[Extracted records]
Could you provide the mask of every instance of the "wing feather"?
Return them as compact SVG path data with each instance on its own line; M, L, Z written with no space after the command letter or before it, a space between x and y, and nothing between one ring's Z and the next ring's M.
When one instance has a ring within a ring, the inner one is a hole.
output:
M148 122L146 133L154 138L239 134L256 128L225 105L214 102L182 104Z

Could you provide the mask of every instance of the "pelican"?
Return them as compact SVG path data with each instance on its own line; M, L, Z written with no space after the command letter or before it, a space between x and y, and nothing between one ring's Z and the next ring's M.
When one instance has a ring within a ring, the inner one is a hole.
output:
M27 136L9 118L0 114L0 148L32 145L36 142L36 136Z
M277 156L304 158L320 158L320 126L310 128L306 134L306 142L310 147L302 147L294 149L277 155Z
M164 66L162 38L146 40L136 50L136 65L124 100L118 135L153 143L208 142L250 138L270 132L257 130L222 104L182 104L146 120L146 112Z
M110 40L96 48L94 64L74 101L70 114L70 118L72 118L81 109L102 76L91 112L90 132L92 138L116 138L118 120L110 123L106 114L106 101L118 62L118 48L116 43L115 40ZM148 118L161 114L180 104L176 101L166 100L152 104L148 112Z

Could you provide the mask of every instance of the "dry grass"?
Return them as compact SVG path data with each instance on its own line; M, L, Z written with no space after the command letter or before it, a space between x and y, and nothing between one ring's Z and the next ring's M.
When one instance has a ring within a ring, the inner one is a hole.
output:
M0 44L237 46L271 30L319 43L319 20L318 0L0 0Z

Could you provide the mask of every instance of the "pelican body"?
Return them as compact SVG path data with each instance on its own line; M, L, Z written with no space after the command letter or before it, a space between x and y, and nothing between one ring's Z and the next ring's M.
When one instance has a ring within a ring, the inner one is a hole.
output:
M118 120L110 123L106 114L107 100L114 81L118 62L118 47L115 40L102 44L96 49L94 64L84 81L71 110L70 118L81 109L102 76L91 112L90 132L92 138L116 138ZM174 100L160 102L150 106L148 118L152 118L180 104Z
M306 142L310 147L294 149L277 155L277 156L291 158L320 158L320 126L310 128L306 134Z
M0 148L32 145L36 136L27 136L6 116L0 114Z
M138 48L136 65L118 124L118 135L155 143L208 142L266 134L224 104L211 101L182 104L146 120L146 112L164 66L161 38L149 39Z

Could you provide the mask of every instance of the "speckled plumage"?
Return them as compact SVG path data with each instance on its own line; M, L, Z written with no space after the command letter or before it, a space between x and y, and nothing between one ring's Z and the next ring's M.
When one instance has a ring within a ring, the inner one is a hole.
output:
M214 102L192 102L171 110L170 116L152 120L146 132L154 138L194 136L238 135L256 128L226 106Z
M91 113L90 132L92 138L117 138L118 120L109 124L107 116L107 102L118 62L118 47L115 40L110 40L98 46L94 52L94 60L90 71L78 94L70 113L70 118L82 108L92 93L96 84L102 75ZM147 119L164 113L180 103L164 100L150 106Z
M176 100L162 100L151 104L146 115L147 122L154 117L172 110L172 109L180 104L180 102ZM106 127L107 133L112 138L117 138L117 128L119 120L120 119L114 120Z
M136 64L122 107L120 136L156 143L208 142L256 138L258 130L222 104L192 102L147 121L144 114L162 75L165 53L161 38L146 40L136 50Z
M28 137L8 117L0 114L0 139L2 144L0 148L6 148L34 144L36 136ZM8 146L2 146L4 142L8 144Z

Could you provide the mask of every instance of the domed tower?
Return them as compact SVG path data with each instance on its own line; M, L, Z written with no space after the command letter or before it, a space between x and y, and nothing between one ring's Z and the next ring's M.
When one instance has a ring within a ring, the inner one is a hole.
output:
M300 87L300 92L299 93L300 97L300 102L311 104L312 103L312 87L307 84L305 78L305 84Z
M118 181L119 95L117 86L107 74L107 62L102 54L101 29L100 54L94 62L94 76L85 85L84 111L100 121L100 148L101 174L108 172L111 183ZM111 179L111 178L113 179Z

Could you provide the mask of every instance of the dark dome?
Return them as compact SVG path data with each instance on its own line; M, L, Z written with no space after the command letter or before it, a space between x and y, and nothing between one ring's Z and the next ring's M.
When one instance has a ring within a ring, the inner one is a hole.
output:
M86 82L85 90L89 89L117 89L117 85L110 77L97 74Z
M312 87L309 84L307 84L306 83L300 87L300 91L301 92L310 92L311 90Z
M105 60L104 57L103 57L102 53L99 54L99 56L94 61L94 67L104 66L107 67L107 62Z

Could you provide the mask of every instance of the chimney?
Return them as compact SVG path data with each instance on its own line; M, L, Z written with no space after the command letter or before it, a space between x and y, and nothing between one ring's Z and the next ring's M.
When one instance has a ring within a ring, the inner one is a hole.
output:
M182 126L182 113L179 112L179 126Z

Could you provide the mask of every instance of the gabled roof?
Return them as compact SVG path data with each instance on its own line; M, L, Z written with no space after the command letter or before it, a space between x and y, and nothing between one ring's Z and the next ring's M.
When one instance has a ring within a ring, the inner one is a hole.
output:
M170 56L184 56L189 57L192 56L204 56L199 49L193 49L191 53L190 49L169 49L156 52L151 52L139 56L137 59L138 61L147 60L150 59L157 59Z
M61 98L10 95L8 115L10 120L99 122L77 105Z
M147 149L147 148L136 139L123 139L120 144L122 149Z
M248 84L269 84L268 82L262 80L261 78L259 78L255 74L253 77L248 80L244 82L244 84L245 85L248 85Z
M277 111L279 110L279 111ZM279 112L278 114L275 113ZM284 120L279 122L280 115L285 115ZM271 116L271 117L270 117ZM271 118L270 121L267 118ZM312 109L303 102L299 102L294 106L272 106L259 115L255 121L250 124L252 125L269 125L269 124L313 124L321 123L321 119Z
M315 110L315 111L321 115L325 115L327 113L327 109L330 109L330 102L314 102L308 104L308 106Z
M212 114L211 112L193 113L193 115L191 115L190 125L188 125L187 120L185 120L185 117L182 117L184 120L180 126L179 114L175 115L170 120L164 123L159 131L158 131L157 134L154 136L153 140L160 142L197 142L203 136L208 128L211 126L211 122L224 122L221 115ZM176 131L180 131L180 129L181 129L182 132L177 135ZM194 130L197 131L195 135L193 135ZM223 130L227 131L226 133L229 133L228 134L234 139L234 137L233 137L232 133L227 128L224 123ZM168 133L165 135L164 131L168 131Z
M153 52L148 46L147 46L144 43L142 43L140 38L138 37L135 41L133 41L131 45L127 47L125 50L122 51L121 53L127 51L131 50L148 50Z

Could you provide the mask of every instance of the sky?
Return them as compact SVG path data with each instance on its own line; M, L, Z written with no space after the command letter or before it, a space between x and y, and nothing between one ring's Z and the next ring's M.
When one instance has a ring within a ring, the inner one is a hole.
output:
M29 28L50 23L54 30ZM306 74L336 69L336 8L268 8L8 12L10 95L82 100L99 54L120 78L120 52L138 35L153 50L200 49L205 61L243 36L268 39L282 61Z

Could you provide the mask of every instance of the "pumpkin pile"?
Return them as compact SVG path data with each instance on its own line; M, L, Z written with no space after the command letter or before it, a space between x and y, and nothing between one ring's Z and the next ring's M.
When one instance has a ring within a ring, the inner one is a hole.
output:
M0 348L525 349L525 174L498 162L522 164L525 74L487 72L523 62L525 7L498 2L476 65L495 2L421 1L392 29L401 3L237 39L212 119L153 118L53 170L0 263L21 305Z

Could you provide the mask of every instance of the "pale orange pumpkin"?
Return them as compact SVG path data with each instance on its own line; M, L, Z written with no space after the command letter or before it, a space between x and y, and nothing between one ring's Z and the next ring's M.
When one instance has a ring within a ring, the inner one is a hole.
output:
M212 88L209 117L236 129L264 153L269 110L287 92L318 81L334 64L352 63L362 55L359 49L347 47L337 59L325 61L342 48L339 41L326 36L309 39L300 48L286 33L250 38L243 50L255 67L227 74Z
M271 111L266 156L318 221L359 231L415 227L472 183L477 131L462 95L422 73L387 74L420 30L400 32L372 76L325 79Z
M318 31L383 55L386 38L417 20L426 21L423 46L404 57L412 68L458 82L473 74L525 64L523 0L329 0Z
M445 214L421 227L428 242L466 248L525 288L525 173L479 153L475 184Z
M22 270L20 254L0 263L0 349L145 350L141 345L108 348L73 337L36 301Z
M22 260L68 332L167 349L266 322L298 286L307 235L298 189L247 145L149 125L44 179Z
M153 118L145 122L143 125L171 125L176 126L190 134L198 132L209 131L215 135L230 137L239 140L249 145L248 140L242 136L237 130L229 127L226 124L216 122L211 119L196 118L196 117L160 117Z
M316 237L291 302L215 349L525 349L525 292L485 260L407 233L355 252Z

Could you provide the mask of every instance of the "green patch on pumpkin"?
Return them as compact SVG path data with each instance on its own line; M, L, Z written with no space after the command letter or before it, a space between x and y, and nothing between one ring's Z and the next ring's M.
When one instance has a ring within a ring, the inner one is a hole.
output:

WORK INSTRUCTIONS
Copy out the lines of the material above word for word, from the line containing "Could you provide the mask of every instance of the chimney?" through the line containing "M182 126L182 113L179 112L179 126Z", both ends included.

RESPONSE
Could you provide the mask of every instance of the chimney?
Return them as compact SVG path data with each instance on its own line; M, L, Z written with no space after the command letter or before it, a space between x and y, and nothing between one ring's Z and the next ring's M.
When one instance has a ring within a ring, the inner one is a hole.
output:
M182 126L182 113L179 112L179 126Z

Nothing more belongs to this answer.